_Problem statement:_ Return every entry exactly, except for any pictures.

START Data supplied

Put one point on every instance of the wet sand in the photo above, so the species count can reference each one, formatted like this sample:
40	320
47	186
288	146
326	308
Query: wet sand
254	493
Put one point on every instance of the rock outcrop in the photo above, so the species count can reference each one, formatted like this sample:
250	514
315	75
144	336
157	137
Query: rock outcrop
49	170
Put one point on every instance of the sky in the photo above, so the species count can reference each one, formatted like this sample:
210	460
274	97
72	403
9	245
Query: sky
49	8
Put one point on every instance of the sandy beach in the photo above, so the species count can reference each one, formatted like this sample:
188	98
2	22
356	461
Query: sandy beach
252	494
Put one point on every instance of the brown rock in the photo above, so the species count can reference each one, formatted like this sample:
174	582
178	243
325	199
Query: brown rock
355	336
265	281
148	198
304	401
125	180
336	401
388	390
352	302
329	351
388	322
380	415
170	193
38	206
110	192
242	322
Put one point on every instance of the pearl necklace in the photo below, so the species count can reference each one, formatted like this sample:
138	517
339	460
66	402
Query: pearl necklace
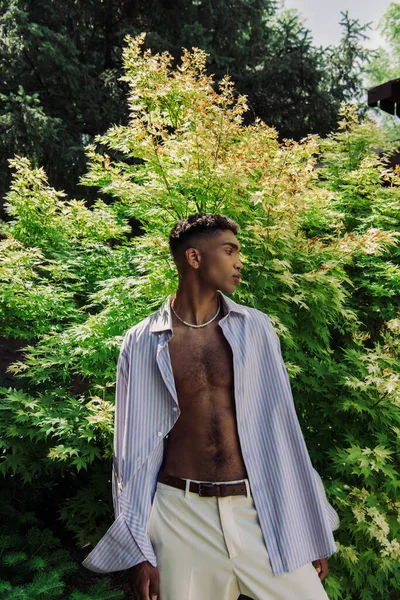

END Data supplied

_Response below:_
Put one point on every instance of the wet sand in the photo above, so the species count can reference each one, formatted like this sample:
40	320
47	186
288	146
326	308
Query: wet sand
254	493
Put one point on every instance of the rock outcrop in the photo above, so the species count can reference each one, formatted like this sample:
250	514
315	75
144	336
157	137
Query: rock outcrop
49	170
Put one point on every instance of the sky in the photo above, so the species count can reference each one, formatted like this sample:
210	460
274	97
72	403
9	245
Query: sky
49	8
Put one point on every instance of the sandy beach in the photo above, so the species count can reference each one, formatted like this sample:
188	98
2	22
356	461
Query: sandy beach
252	494
Put one point on every instance of the brown rock in the photo above, so the species count can reference each one, formatted like this sample:
174	582
178	243
325	199
Query: brown rock
355	336
265	281
148	198
304	401
125	180
336	401
388	390
352	302
329	351
388	322
380	415
170	193
38	206
110	192
242	322
Put one point on every instance of the pearl necklace in the photo below, so the species count can reference each one, formatted like this sample:
138	517
339	460
66	402
Query: pearl necklace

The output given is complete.